HOW TO COMPLETE THIS TASK:
Return the portion of the behavioral health integration text that begins at the words "Harvard Pilgrim Health" and stops after the words "primary care providers.", copied without any change.

PAGE EXTRACT:
--- START ---
Harvard Pilgrim Health Care is working with health care providers throughout the region on an innovative, multi-faceted plan to better coordinate behavioral and medical health care for patients. As part of this initiative, Harvard Pilgrim has made quality grants to selected providers who are working to integrate these two facets of health care. Integration is of particular interest to those providers involved in Patient Centered Medical Homes (PCMH), a model that emphasizes care coordination among a patient’s specialists and primary care providers.
“We want to weave behavioral health and substance abuse detection, intervention, and follow-up into the fabric of primary care,” said Joel Rubinstein, MD, Harvard Pilgrim’s medical director for behavioral health. “This encourages providers to focus on the whole patient, giving behavioral health as much emphasis as physical health, because they are both critical to wellness.”
Quality Grants
The quality grants have been awarded to nine physician practices in Massachusetts, New Hampshire and Maine for projects that bring a behavioral health perspective into primary or specialty care settings. Many of the recipients are making behavioral health providers an essential part of the Patient Centered Medical Home. The grants are given to a physician leader and support personnel such as a registered nurse or social worker, or behavioral health specialists such as psychologist, residents in training, behaviorist or peer support teams.
--- END ---
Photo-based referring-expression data
--- START ---
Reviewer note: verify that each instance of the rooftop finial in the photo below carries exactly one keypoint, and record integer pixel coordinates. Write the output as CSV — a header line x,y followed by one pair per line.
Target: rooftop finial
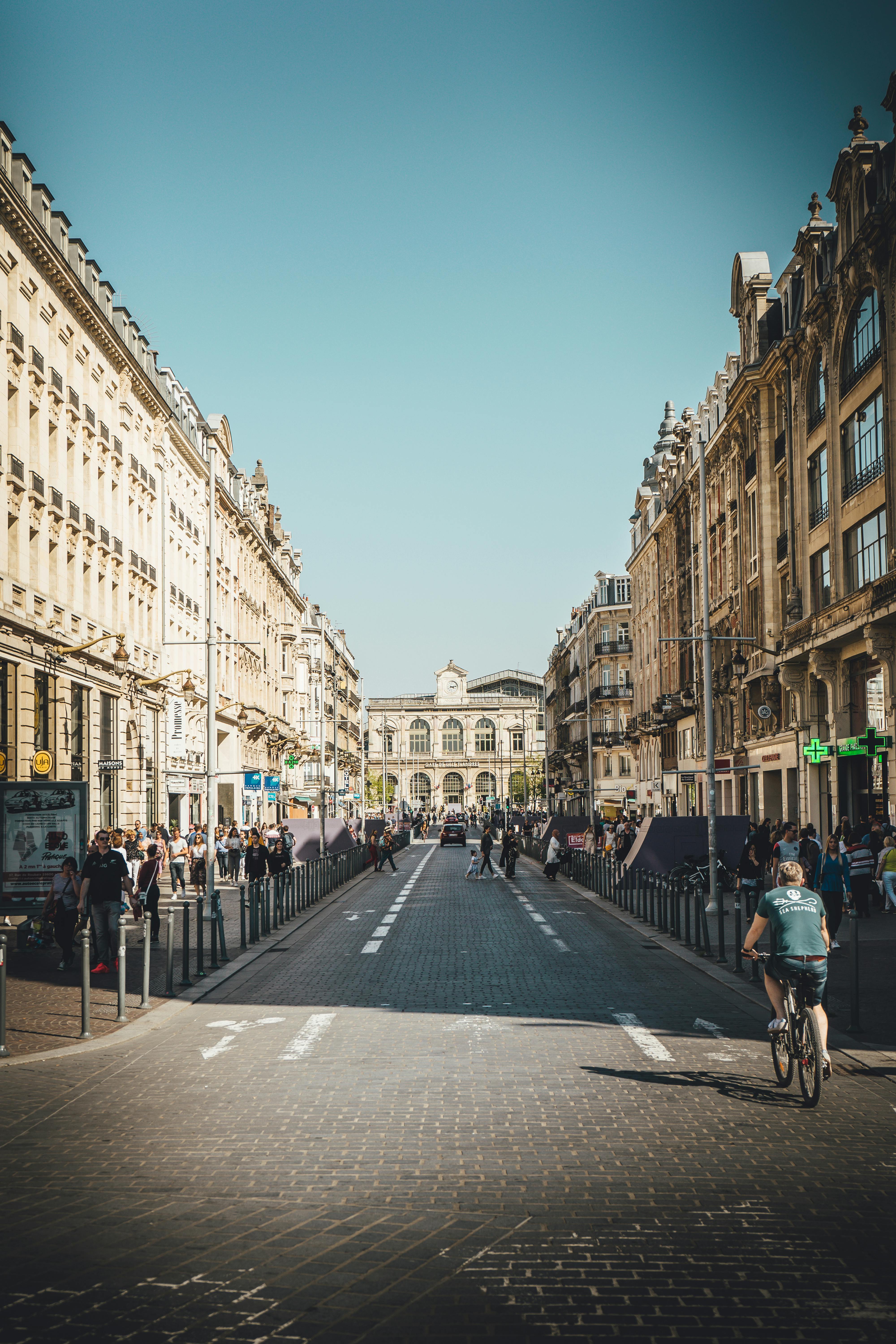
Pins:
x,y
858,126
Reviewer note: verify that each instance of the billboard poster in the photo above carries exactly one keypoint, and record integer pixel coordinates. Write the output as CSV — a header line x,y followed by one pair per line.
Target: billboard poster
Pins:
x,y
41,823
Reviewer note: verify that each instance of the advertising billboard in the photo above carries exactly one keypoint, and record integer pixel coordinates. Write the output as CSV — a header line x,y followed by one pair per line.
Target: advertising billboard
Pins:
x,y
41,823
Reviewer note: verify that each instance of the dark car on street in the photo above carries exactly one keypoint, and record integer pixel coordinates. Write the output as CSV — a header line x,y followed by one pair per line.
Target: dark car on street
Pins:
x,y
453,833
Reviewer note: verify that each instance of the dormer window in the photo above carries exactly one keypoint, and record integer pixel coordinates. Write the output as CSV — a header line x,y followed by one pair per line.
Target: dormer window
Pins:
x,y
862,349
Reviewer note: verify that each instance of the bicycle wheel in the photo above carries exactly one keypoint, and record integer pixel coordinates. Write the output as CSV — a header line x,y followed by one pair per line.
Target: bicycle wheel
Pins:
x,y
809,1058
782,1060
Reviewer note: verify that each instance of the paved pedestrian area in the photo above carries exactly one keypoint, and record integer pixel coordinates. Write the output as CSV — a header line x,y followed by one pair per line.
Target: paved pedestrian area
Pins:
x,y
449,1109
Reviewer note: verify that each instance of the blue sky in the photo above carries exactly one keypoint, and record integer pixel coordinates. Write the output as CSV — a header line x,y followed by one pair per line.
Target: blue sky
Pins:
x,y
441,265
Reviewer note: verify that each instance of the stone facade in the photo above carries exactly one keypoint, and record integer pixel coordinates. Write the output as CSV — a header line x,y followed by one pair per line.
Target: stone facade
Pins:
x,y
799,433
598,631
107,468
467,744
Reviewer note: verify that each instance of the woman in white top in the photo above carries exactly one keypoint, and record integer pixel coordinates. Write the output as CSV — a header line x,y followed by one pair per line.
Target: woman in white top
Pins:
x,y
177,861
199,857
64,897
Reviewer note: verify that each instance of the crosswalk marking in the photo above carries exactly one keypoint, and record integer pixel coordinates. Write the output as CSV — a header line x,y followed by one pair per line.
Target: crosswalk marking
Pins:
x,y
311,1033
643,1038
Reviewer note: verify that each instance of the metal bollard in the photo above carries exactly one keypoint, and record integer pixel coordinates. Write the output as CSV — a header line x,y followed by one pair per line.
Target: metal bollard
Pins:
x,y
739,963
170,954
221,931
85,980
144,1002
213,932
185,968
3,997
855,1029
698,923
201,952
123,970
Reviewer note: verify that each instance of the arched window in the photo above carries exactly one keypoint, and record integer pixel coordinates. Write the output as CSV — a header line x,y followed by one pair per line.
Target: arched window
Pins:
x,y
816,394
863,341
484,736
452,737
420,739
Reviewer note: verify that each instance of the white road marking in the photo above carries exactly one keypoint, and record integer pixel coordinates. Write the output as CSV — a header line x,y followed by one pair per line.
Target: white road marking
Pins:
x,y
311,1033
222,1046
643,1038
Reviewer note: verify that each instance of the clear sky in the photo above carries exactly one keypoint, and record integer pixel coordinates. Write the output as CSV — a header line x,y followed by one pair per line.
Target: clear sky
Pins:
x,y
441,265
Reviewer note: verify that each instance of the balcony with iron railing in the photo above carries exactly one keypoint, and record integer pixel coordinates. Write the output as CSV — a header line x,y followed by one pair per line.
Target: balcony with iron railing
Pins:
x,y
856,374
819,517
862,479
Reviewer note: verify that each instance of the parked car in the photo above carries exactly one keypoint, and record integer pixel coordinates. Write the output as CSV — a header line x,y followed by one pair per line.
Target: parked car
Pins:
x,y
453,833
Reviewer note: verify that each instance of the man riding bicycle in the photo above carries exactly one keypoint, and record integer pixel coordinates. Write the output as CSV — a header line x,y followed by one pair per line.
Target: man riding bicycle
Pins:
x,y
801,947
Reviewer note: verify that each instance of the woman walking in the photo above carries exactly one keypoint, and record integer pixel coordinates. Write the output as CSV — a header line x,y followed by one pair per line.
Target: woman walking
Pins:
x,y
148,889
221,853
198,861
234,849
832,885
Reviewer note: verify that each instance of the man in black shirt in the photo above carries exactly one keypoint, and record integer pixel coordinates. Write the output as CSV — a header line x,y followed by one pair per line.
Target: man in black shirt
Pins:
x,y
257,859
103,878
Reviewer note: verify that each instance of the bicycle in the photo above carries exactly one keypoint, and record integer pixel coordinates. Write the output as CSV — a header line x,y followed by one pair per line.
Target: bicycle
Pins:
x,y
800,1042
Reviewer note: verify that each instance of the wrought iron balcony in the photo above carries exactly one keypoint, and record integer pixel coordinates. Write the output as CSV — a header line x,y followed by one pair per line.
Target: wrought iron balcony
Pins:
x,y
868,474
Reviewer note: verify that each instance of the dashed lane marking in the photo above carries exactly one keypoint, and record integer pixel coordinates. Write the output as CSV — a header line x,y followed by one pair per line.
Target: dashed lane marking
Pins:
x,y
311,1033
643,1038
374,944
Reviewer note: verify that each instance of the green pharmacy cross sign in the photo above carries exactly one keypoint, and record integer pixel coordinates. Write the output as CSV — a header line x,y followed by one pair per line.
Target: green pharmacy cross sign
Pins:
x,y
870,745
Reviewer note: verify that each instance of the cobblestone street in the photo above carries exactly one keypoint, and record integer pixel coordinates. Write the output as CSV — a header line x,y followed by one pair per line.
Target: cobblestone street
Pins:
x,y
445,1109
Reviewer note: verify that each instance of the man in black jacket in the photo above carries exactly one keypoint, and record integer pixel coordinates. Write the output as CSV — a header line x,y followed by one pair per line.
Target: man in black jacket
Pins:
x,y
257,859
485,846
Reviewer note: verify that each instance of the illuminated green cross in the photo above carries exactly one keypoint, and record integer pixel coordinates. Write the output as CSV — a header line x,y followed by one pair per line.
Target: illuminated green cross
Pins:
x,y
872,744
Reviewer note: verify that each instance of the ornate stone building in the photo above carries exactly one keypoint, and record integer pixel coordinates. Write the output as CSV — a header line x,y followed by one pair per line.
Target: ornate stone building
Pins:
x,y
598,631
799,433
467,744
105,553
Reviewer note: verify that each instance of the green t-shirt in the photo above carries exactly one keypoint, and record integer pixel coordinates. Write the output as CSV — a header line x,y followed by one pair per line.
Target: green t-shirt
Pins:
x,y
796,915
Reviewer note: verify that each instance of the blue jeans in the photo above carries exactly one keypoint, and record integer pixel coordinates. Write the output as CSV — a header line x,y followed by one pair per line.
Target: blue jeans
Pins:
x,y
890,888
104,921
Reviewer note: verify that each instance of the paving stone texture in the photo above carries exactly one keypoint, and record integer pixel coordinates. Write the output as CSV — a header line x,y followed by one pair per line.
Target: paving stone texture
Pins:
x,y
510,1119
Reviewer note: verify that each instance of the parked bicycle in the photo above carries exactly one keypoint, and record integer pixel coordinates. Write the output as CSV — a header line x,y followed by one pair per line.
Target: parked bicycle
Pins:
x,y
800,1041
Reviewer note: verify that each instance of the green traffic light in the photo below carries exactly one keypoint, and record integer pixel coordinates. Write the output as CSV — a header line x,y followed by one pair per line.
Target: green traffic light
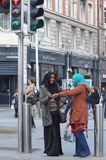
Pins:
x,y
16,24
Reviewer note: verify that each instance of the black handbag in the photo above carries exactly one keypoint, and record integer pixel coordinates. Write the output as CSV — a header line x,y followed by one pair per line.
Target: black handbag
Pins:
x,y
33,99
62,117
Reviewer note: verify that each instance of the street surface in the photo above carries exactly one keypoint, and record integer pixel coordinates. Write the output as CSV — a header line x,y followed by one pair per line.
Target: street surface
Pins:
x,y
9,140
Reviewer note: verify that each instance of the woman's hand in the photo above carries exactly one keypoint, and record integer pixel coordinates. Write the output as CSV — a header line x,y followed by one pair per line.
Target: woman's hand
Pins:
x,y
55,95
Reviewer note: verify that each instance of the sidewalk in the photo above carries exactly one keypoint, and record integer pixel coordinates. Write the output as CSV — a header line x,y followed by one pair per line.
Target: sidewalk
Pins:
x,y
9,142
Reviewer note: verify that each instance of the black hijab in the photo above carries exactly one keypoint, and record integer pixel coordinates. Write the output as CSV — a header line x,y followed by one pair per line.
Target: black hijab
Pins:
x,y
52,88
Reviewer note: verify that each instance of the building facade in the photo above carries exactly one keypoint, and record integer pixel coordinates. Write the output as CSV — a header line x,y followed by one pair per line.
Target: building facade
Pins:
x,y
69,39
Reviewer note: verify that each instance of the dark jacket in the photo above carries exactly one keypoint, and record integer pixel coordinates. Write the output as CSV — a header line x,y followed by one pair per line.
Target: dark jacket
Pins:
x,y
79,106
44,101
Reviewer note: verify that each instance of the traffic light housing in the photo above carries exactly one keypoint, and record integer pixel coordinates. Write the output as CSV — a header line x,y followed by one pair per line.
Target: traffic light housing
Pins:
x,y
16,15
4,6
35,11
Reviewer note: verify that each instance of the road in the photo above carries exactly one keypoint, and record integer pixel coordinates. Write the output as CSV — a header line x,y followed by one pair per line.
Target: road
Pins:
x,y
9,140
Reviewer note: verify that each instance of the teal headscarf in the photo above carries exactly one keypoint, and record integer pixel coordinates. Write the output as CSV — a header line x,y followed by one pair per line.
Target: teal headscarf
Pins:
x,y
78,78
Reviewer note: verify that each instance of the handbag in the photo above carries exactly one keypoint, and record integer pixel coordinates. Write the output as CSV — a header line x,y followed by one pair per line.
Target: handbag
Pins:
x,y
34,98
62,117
--- END ---
COMPLETED EXERCISE:
Harvard Pilgrim Health Care is working with health care providers throughout the region on an innovative, multi-faceted plan to better coordinate behavioral and medical health care for patients. As part of this initiative, Harvard Pilgrim has made quality grants to selected providers who are working to integrate these two facets of health care. Integration is of particular interest to those providers involved in Patient Centered Medical Homes (PCMH), a model that emphasizes care coordination among a patient’s specialists and primary care providers.